* **Data in this exercise**:
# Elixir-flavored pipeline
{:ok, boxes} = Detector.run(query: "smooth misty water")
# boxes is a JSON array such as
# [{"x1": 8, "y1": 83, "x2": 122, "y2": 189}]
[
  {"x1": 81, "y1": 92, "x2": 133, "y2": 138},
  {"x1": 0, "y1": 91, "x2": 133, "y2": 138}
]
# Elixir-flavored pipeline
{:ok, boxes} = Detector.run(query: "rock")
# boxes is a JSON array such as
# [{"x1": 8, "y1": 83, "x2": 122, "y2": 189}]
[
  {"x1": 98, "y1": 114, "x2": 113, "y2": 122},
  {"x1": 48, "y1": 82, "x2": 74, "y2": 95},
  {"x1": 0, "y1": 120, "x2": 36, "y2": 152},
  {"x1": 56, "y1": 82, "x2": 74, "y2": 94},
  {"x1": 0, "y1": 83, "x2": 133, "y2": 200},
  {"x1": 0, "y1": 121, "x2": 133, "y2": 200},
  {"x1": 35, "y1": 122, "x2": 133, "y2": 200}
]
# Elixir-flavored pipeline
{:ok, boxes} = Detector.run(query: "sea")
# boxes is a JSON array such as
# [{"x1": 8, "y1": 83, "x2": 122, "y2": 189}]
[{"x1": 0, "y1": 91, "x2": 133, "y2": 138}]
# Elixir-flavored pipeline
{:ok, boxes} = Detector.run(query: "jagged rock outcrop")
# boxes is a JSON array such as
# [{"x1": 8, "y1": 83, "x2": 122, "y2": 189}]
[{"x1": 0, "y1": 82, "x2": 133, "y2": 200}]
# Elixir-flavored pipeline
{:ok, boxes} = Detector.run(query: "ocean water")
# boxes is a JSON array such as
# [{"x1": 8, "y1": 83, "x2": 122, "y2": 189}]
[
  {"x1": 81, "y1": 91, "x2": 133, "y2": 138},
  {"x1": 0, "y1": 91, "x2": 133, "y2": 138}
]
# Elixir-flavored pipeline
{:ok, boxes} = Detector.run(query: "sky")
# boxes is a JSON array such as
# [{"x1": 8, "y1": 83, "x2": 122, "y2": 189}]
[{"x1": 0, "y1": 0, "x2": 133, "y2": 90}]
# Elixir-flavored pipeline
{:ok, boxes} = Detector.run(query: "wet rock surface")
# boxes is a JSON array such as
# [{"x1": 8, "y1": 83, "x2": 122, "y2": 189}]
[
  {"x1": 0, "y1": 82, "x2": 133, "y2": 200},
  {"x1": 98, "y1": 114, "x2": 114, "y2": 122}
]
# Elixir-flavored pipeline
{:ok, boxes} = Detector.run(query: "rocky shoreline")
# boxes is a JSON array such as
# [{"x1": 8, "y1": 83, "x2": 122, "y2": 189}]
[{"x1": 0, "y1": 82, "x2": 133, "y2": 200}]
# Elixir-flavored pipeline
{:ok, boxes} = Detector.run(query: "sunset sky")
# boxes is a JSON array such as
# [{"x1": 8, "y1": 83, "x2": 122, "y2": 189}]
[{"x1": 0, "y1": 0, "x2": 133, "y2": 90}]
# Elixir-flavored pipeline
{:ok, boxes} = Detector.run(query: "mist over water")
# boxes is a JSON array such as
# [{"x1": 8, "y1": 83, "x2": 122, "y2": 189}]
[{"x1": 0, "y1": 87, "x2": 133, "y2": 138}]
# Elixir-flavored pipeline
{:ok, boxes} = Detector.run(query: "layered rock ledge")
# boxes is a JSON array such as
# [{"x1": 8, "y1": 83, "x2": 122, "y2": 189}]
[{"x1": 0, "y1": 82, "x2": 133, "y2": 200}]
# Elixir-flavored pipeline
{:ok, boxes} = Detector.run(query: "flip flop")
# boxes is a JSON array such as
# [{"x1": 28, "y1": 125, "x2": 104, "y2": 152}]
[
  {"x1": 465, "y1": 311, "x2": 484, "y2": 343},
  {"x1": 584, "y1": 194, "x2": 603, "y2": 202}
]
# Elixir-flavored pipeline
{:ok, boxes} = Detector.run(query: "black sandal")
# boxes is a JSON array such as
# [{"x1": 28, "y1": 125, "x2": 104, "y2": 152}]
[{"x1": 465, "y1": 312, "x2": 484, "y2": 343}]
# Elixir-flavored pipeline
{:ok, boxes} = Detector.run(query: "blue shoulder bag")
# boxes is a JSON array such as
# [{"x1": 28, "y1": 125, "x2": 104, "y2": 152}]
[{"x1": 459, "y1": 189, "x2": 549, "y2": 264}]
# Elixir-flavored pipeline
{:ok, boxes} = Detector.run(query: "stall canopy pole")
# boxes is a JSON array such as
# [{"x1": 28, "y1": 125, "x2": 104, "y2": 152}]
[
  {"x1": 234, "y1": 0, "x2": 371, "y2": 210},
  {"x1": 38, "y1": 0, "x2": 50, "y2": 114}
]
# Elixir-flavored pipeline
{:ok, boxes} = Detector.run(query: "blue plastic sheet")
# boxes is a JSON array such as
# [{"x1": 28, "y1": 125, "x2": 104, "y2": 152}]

* **Written instruction**: Collect every line above that contains the string "blue".

* **Response to this task**:
{:ok, boxes} = Detector.run(query: "blue shoulder bag")
{:ok, boxes} = Detector.run(query: "blue plastic sheet")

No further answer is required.